* **DATA FOR PROCESSING**
┄┄┄┄┄┄

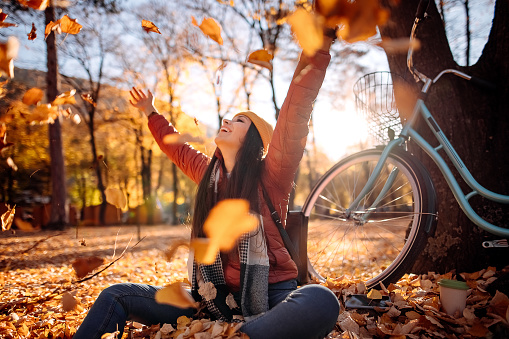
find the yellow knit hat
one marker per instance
(264, 128)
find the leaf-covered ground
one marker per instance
(40, 298)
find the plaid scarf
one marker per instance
(254, 276)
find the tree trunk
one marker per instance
(58, 217)
(474, 120)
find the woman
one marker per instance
(259, 274)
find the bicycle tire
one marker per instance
(384, 247)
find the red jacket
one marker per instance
(281, 163)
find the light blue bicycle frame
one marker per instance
(461, 198)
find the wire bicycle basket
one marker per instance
(374, 99)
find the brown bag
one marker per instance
(295, 237)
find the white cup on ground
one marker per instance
(453, 295)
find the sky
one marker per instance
(337, 132)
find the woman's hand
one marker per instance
(143, 102)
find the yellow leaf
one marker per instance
(69, 302)
(33, 96)
(116, 197)
(307, 29)
(83, 266)
(175, 295)
(148, 26)
(64, 25)
(204, 252)
(35, 4)
(210, 28)
(8, 218)
(8, 51)
(70, 26)
(374, 294)
(227, 221)
(42, 114)
(66, 98)
(262, 58)
(174, 246)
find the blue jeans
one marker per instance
(308, 312)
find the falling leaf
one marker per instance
(24, 226)
(261, 57)
(69, 302)
(149, 26)
(66, 98)
(88, 98)
(3, 138)
(307, 29)
(394, 46)
(173, 247)
(11, 164)
(8, 51)
(226, 222)
(175, 295)
(35, 4)
(8, 218)
(63, 25)
(32, 35)
(181, 138)
(33, 96)
(374, 294)
(116, 197)
(210, 28)
(208, 291)
(4, 16)
(83, 266)
(42, 113)
(113, 335)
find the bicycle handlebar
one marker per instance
(419, 16)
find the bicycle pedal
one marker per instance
(495, 243)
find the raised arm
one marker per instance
(192, 162)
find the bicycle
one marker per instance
(372, 213)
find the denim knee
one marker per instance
(327, 308)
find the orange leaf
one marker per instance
(88, 98)
(227, 221)
(7, 218)
(210, 28)
(374, 294)
(32, 35)
(116, 197)
(33, 96)
(204, 251)
(261, 57)
(308, 30)
(177, 138)
(64, 25)
(4, 16)
(69, 302)
(149, 26)
(175, 295)
(8, 51)
(35, 4)
(42, 114)
(83, 266)
(66, 98)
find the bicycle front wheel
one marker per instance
(378, 240)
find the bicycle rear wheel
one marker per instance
(374, 243)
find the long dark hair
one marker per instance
(242, 184)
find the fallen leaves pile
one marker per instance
(41, 299)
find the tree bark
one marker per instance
(474, 120)
(58, 217)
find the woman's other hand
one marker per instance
(143, 102)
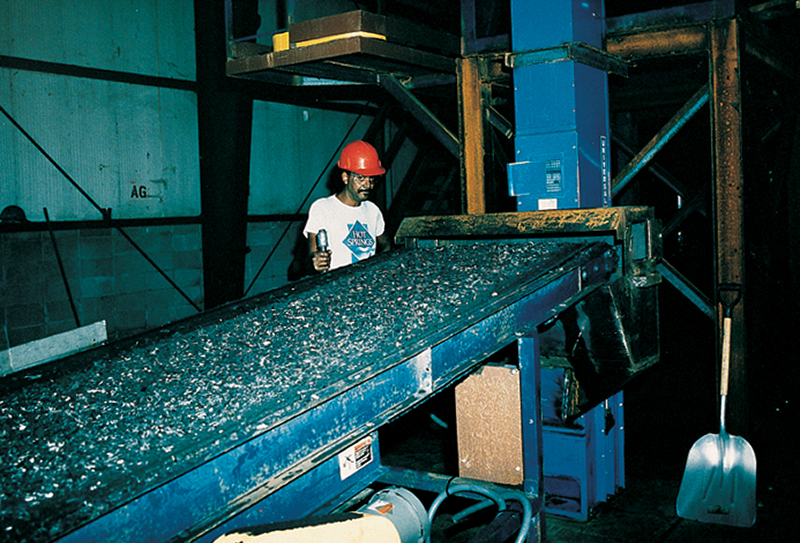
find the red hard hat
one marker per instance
(360, 157)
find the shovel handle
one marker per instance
(726, 356)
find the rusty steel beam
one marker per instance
(726, 122)
(673, 41)
(473, 98)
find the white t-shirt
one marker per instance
(352, 231)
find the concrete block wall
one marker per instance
(109, 280)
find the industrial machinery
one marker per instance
(267, 409)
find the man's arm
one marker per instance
(319, 259)
(383, 244)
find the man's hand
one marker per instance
(321, 260)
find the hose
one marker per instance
(494, 497)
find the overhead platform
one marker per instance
(244, 413)
(350, 47)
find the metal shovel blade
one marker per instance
(719, 482)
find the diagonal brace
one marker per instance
(659, 140)
(421, 112)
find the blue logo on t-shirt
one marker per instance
(359, 241)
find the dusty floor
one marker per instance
(659, 434)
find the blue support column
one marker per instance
(561, 162)
(561, 106)
(531, 411)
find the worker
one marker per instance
(354, 225)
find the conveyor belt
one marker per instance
(86, 435)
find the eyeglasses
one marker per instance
(361, 179)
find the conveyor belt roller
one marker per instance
(89, 443)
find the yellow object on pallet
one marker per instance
(326, 39)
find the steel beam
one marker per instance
(473, 98)
(659, 42)
(658, 141)
(420, 111)
(726, 122)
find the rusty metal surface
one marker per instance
(474, 97)
(83, 436)
(726, 114)
(658, 42)
(395, 30)
(345, 59)
(360, 45)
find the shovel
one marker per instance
(719, 483)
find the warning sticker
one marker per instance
(354, 458)
(381, 506)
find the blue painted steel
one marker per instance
(531, 416)
(561, 161)
(561, 110)
(544, 23)
(304, 496)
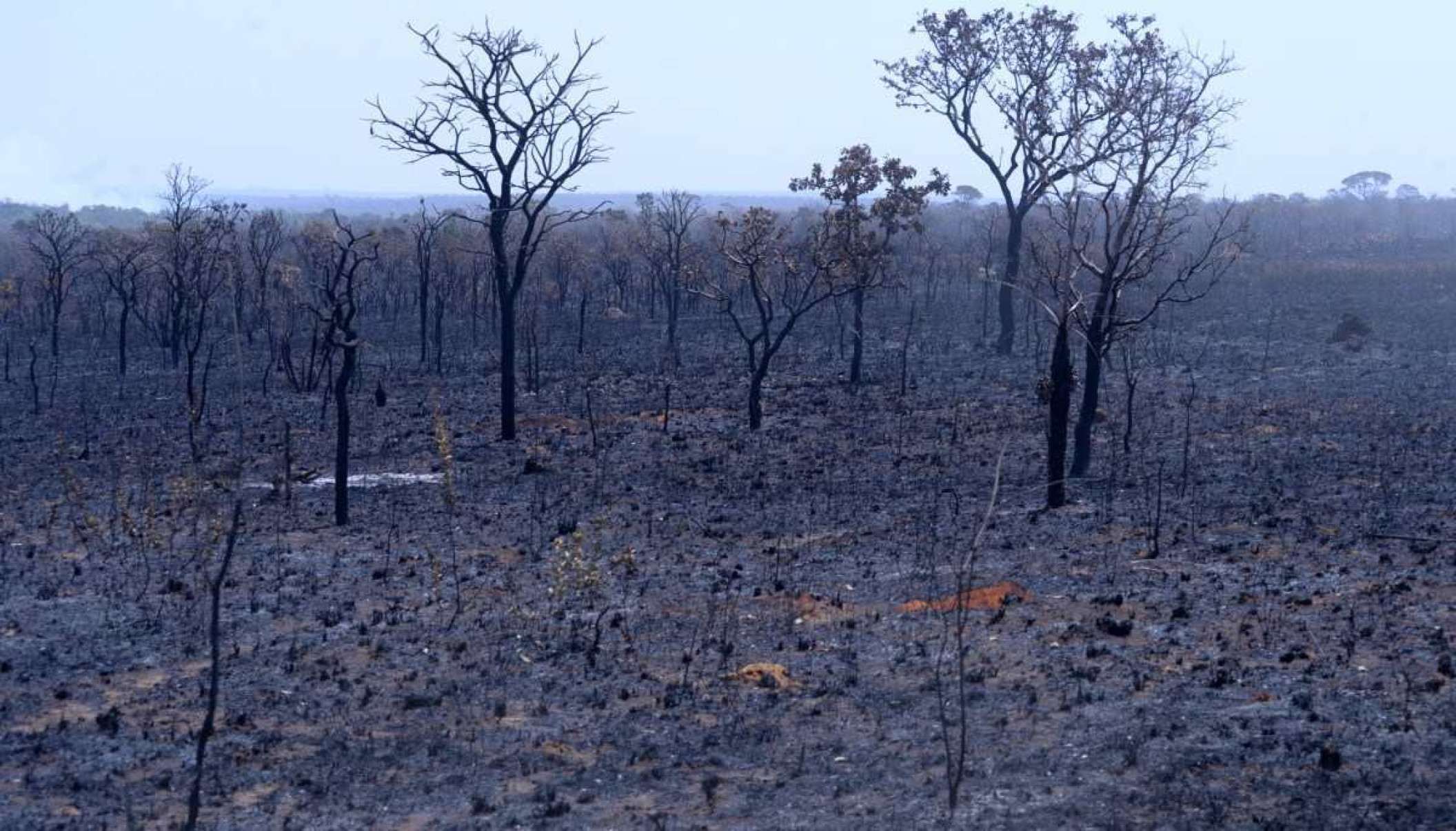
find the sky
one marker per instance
(98, 97)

┄┄┄┄┄┄

* **WHAT TO PRODUCE**
Rewrite all the material above as a two-column CSV with the headers "prompt" and "markers", with one row for each request and its answer. Put each in a single quoted field, replace line breaks with spaces, and leave out the pictures.

* **THE SOLUTION**
prompt,markers
"find the yellow knit hat one marker per instance","(264, 128)"
"find the leaf-covered ground one marker per instance","(40, 298)"
"find the plaid scarf one marker per instance","(254, 276)"
"find the tree trunk one marker per instance","(58, 217) (474, 120)"
"find the woman one marker per instance","(259, 274)"
"find the bicycle tire one marker per instance","(384, 247)"
"find the red jacket one marker per instance","(281, 163)"
"find the light blue bicycle frame one marker per instance","(461, 198)"
"find the wire bicycle basket one marker per instance","(374, 99)"
"find the brown bag one marker per instance","(295, 237)"
"find the white cup on ground one marker per instance","(453, 295)"
"find the sky one marker per instance","(337, 132)"
"find the woman's hand one marker per instance","(143, 102)"
"find the yellow leaf one marker per instance","(69, 302) (33, 96) (116, 197) (307, 29) (83, 266) (175, 295) (148, 26) (64, 25) (204, 252) (35, 4) (210, 28) (8, 218) (8, 51) (70, 26) (374, 294) (227, 221) (42, 114) (66, 98) (262, 58) (174, 246)"
"find the blue jeans one marker per instance","(308, 312)"
"find the falling leaf one marker per instance","(24, 226) (261, 57) (69, 302) (149, 26) (66, 98) (88, 98) (3, 138) (307, 29) (394, 46) (173, 247) (11, 164) (8, 51) (226, 222) (175, 295) (35, 4) (8, 218) (63, 25) (32, 35) (181, 138) (33, 96) (374, 294) (116, 197) (210, 28) (208, 291) (4, 16) (83, 266) (42, 113) (113, 335)"
"find the bicycle handlebar one marker per instance","(419, 16)"
"find the bicycle pedal one marker per instance","(495, 243)"
"find the raised arm one marker per instance","(192, 162)"
"find the bicycle one marker per instance","(372, 213)"
"find the denim knee one marker per instance","(327, 308)"
"find the orange leaf one marker per instance","(88, 98) (227, 221) (7, 218) (210, 28) (374, 294) (32, 35) (116, 197) (33, 96) (204, 251) (261, 57) (308, 30) (177, 138) (64, 25) (4, 16) (69, 302) (149, 26) (175, 295) (8, 51) (35, 4) (42, 114) (83, 266) (66, 98)"
"find the bicycle front wheel one marker per instance","(378, 240)"
"find the bicycle rear wheel one marker per instance","(374, 243)"
"find the long dark hair one marker per instance","(242, 184)"
"find the fallen leaves pile one marker per instance","(41, 299)"
"find the tree bark one marker per instance","(474, 120) (58, 217)"
"find the woman's other hand one marker per instance","(143, 102)"
"find the red hard hat one marker per instance","(360, 157)"
"find the shovel handle one marker per instance","(726, 356)"
"find the rusty steel beam one marker per instance","(726, 122) (673, 41) (473, 98)"
"find the white t-shirt one marker per instance","(352, 231)"
"find the concrete block wall one marker per instance","(109, 280)"
"find the industrial machinery one marker per instance","(267, 409)"
"find the man's arm one marker per instance","(319, 259) (383, 244)"
"find the man's hand one marker per instance","(321, 260)"
"find the hose one marker per instance","(494, 497)"
"find the overhead platform one marker per instance","(244, 413) (350, 47)"
"find the metal shovel blade one marker per instance","(719, 482)"
"find the diagonal brace one marker per instance","(659, 140) (421, 112)"
"find the blue logo on t-shirt one marker per instance","(359, 241)"
"find the dusty floor one marker per instance","(659, 434)"
"find the blue support column one marker per instance","(561, 162) (561, 106) (531, 411)"
"find the worker one marker per instance","(354, 225)"
"find the conveyor belt one marker per instance","(86, 435)"
"find the eyeglasses one marker per instance","(361, 179)"
"find the conveyor belt roller one marker per instance","(89, 443)"
"find the yellow object on pallet one marker per instance","(326, 39)"
"find the steel beam one marker per instance","(473, 98) (659, 42) (658, 141) (420, 111) (726, 122)"
"find the rusty metal surface one marker per instance","(474, 97) (83, 436) (726, 114) (658, 42) (395, 30) (345, 59) (360, 45)"
"find the shovel one marker per instance","(719, 483)"
"find the warning sticker one marker per instance","(354, 458) (381, 506)"
"find the blue painted steel one marker per instance","(531, 416) (561, 161) (561, 110) (544, 23) (304, 496)"
"find the sky one marker per instance","(98, 97)"